> _WHAT THE TASK REQUIRES_: Please set out all of the records below as a numbered list, leaving out any blank lines.
____ WORKING DATA
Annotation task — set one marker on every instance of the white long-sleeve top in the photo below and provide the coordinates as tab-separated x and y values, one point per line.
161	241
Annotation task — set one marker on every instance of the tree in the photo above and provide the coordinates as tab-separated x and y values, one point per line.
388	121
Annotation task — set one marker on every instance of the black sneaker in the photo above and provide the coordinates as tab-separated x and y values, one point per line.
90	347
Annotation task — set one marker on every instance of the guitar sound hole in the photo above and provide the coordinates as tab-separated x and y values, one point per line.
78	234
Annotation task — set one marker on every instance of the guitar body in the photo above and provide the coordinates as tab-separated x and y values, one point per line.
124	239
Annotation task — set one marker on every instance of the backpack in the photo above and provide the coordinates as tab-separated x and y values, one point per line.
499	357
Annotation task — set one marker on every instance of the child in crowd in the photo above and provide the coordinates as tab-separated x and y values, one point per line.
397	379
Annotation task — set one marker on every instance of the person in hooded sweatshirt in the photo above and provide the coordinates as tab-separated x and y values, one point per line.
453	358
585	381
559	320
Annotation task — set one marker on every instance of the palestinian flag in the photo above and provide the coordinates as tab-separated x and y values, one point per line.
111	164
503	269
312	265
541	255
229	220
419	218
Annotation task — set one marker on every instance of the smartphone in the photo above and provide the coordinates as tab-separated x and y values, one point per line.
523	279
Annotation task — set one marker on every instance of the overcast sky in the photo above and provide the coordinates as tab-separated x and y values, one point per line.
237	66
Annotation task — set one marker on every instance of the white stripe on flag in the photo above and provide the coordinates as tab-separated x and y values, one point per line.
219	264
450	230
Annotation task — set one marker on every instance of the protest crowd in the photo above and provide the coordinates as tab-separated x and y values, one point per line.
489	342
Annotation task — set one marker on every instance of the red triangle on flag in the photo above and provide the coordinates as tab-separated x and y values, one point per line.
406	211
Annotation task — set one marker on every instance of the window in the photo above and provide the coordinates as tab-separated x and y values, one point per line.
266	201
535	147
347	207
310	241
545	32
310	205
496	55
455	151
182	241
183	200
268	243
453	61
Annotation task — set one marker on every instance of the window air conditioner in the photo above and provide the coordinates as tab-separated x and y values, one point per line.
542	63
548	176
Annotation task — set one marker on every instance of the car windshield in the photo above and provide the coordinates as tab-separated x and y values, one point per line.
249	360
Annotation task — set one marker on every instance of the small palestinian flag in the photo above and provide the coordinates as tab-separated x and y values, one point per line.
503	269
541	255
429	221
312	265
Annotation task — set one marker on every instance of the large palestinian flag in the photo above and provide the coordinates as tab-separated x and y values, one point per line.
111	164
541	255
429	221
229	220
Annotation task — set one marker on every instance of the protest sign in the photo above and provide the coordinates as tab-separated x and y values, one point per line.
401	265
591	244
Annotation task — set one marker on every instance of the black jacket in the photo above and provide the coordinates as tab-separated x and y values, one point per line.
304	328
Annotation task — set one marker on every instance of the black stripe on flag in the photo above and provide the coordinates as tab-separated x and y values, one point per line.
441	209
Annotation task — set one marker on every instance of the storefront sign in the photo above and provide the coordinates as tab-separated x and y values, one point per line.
________
> _RESPONSE_:
1. Annotation task — set one marker on every instance of the white long-sleeve top in the photo below and provide the coordinates as tab-separated x and y values, one point per line.
2. 161	241
3. Annotation task — set one marker on every instance of the tree in the photo above and provide the coordinates as tab-separated x and y values, one point per line.
4. 388	121
5. Annotation task — set one marker on every instance of the black sneaker in the photo above and provide the coordinates as tab-separated x and y values, one point per line.
6. 90	347
7. Annotation task — set one marker on every instance of the guitar sound hole in the photo above and provide the coordinates as tab-separated x and y values, one point per line.
8. 78	234
9. Annotation task — set one marker on every instance of the guitar body in the photo above and provide the coordinates as tab-separated x and y values, one point per line.
10. 124	239
11. Annotation task — set one marker on every instance of the backpack in the photo above and provide the coordinates as tab-separated x and y values, one point per line.
12. 499	357
13. Annotation task — set one marker on every instance of the child in crowd in the photo above and provide the coordinates as tab-separated x and y values, one point per line.
14. 397	379
15. Annotation task — set one marker on every instance of the person in hooded sweatshirt in the photo above and provide the coordinates as tab-separated x and y values, one point per line.
16. 453	358
17. 585	381
18. 559	320
19. Annotation task — set one marker on every instance of the palestinian flag in the photo above and provide the coordinates as tab-separated x and y values, one point per line.
20. 111	164
21. 503	269
22. 312	265
23. 541	255
24. 229	220
25. 419	218
26. Annotation task — set one marker on every instance of the smartphone in the photo above and provide the coordinates as tab-separated x and y values, one point per line.
27. 523	279
28. Annotation task — set one marker on every instance of the overcast sky in the photo above and provide the coordinates as tab-separated x and y values, one point per line.
29. 237	66
30. Annotation task — set one marker on every instance of the white stripe on flag in the photo above and provide the coordinates as tab-separated x and y values, one point per line.
31. 219	264
32. 450	230
33. Annotation task — set one marker on every instance of the protest crowd in the photo above and provide the coordinates as tab-separated x and y values, one point per line.
34. 489	342
35. Annotation task — set one marker on every instance of the red triangle on flag in the photo above and provide the coordinates as tab-separated x and y values, one point per line.
36. 406	211
37. Annotation task — set one marker on every instance of the window in the photo above and provide the coordinates as tab-separated x and y values, one point per line.
38. 266	201
39. 535	147
40. 347	207
41. 310	241
42. 545	32
43. 310	205
44. 496	55
45. 455	151
46. 182	241
47. 183	200
48. 268	243
49. 453	61
50. Annotation task — set one marker on every instance of the window air conditioner in the photo above and provide the coordinates as tab-separated x and y values, one point per line.
51. 542	63
52. 548	176
53. Annotation task — set one marker on every instance of the car windshield in the photo above and provide the coordinates as tab-separated x and y values, one point per line.
54. 249	360
55. Annotation task — set one marker on every instance of the small palestinian flag in the photo above and provide the coordinates as tab-separated x and y values, one point per line.
56. 503	269
57. 541	255
58. 429	221
59. 312	265
60. Annotation task — set one marker on every instance of the large palestinian flag in the photo above and provide the coordinates as tab-separated x and y values, one point per line.
61. 111	164
62. 541	255
63. 429	221
64. 229	220
65. Annotation task — set one marker on every instance of the protest sign in the photo above and provide the coordinates as tab-separated x and y values, one point per line.
66. 401	265
67. 591	244
68. Annotation task — set one marker on every instance of the black jacket in the photo above and provide the coordinates as tab-separated x and y values, one point per line.
69. 304	328
70. Annotation task — set one marker on every instance of the black stripe on flag in the photo above and provide the coordinates as tab-separated x and y values, one point per line.
71. 441	209
72. Annotation task — set one marker on every instance of the storefront sign in the photo above and provide the coordinates as tab-separated x and y values, one point per line.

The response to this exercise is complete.